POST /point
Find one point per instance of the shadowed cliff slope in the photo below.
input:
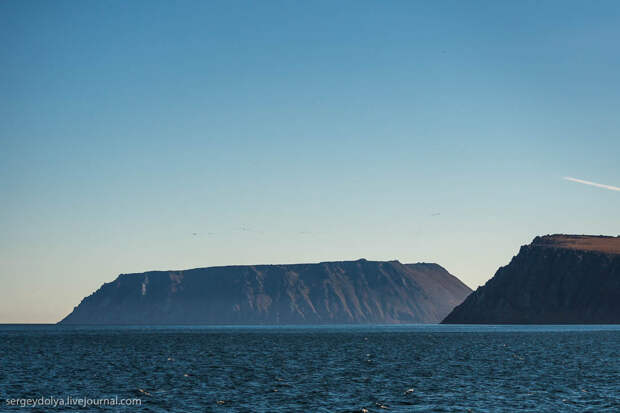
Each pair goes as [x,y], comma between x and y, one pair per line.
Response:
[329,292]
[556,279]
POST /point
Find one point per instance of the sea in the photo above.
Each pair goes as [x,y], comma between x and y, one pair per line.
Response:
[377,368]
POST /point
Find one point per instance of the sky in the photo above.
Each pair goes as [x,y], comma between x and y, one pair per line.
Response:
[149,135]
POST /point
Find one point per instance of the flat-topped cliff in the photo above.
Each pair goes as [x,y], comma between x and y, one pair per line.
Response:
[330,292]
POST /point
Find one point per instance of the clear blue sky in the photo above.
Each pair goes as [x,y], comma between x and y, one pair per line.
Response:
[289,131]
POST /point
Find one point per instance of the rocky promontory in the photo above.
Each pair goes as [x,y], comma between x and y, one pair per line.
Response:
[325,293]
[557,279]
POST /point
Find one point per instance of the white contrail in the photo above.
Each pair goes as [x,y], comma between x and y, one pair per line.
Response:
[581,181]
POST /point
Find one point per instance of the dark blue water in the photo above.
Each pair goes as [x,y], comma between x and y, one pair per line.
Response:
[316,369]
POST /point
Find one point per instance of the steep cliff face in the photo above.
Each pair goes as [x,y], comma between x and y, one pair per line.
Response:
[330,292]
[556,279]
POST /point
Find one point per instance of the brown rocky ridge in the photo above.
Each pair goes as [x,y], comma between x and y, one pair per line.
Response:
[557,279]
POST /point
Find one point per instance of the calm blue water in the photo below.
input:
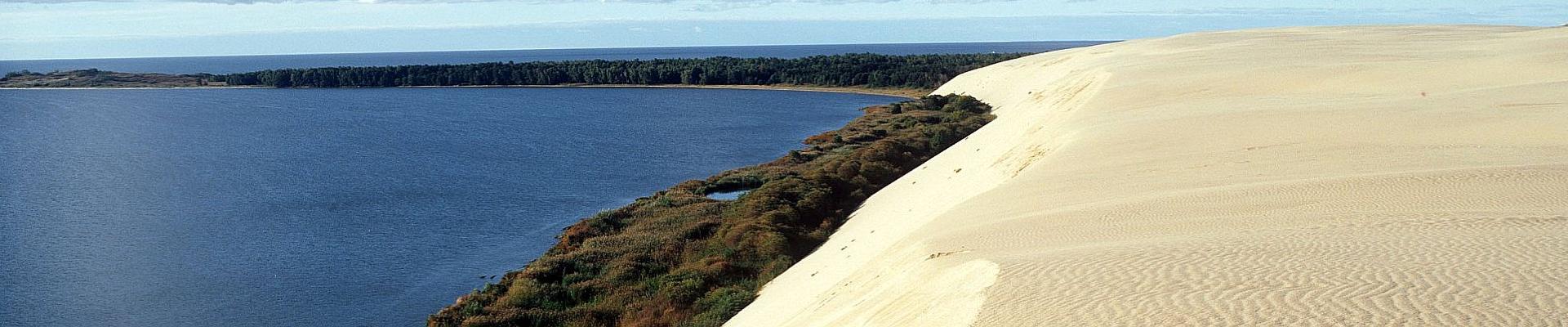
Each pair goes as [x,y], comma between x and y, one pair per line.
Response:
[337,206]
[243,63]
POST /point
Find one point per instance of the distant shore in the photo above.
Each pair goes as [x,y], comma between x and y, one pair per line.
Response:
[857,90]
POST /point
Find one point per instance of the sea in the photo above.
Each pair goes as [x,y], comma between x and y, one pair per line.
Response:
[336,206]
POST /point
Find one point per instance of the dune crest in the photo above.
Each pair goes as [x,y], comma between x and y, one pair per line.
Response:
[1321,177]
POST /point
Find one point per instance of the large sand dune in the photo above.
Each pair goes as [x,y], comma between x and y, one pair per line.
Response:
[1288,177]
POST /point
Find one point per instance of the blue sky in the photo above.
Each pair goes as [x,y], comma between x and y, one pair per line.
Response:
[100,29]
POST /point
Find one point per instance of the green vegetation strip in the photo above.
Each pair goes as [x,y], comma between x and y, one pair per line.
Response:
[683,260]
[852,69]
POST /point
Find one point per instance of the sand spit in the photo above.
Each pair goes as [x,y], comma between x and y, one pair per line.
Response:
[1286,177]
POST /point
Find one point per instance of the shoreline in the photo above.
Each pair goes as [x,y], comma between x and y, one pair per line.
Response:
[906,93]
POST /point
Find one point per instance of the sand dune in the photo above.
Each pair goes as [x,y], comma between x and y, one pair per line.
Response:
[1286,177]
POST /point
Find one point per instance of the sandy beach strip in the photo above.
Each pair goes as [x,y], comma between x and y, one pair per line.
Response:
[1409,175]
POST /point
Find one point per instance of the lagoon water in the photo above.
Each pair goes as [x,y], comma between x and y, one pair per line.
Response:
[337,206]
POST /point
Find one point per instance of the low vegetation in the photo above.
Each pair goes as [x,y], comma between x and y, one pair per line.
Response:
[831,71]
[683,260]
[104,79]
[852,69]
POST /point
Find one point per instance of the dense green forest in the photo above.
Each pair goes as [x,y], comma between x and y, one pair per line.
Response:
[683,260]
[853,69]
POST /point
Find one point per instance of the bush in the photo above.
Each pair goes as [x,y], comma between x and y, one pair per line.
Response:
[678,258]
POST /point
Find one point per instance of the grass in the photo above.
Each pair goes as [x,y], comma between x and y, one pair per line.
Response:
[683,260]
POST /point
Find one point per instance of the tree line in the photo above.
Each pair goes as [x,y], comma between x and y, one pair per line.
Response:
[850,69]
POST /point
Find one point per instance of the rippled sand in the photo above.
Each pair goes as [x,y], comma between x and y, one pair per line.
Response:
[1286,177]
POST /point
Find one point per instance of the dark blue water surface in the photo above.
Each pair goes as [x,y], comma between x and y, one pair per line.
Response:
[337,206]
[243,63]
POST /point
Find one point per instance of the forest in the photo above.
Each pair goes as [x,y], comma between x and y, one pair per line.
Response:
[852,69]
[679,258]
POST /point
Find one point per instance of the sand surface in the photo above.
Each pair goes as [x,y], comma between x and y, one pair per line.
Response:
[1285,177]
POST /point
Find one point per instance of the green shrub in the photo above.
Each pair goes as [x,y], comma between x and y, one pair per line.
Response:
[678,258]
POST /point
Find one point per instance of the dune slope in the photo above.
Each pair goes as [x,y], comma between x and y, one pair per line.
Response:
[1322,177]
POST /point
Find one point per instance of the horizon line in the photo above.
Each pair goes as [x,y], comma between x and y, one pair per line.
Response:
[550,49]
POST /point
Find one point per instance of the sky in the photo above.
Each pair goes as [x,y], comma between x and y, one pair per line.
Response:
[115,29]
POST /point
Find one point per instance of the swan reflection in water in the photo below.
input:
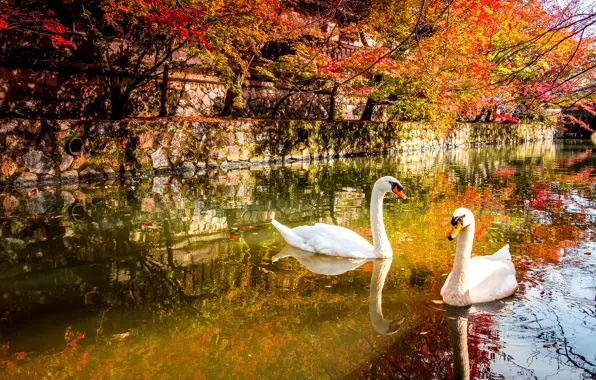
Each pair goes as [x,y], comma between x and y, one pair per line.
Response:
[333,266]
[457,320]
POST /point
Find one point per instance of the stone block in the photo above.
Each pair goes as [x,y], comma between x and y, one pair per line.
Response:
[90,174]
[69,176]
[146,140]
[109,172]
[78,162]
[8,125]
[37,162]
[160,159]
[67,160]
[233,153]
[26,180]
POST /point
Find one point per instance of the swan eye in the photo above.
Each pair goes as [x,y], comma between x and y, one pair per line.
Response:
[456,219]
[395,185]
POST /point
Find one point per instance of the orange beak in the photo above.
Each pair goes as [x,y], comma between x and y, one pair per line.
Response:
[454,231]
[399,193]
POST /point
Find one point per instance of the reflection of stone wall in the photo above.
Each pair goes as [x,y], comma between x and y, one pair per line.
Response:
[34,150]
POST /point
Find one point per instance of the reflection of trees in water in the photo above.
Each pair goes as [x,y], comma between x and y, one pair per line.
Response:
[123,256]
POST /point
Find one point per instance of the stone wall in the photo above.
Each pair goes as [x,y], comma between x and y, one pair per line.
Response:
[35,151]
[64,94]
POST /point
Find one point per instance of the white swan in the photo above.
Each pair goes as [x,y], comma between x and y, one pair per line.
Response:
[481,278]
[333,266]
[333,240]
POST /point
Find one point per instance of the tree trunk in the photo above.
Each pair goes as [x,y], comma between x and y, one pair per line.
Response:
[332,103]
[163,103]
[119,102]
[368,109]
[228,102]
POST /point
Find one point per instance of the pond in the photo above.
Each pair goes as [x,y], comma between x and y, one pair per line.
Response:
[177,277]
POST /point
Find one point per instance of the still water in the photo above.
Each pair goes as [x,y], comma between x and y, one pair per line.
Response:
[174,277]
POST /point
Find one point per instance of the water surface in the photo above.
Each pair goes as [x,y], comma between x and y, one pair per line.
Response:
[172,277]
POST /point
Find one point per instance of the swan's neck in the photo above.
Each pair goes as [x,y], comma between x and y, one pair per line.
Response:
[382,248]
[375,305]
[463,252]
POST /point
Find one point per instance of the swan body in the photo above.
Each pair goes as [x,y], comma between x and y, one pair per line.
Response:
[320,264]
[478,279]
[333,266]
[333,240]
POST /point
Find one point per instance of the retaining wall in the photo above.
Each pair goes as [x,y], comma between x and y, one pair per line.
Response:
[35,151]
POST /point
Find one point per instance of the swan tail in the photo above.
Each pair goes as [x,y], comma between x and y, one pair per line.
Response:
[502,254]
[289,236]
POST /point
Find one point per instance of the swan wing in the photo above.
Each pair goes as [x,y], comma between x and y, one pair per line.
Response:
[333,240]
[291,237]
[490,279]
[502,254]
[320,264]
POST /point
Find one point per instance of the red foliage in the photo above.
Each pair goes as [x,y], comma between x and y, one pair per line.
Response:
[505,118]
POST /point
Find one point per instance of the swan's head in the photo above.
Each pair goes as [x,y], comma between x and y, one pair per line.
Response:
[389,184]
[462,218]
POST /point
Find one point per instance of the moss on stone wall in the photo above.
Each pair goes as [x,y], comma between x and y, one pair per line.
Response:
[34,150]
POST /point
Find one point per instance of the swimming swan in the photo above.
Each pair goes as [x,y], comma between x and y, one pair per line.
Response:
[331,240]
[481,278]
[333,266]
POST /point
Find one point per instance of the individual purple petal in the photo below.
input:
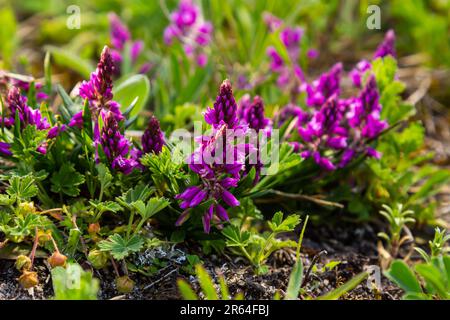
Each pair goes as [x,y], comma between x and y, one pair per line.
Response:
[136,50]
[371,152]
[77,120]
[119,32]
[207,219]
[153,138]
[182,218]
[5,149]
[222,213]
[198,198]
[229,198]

========

• **WHAT YOU WILL DO**: List, in full, every line of the entries above that contains the string "slope". Case counts.

• **RESPONSE TO THIS TASK**:
Find one point per instance of the shadowed cliff slope in the photo below.
Find one point per instance of the dune slope in the photo above.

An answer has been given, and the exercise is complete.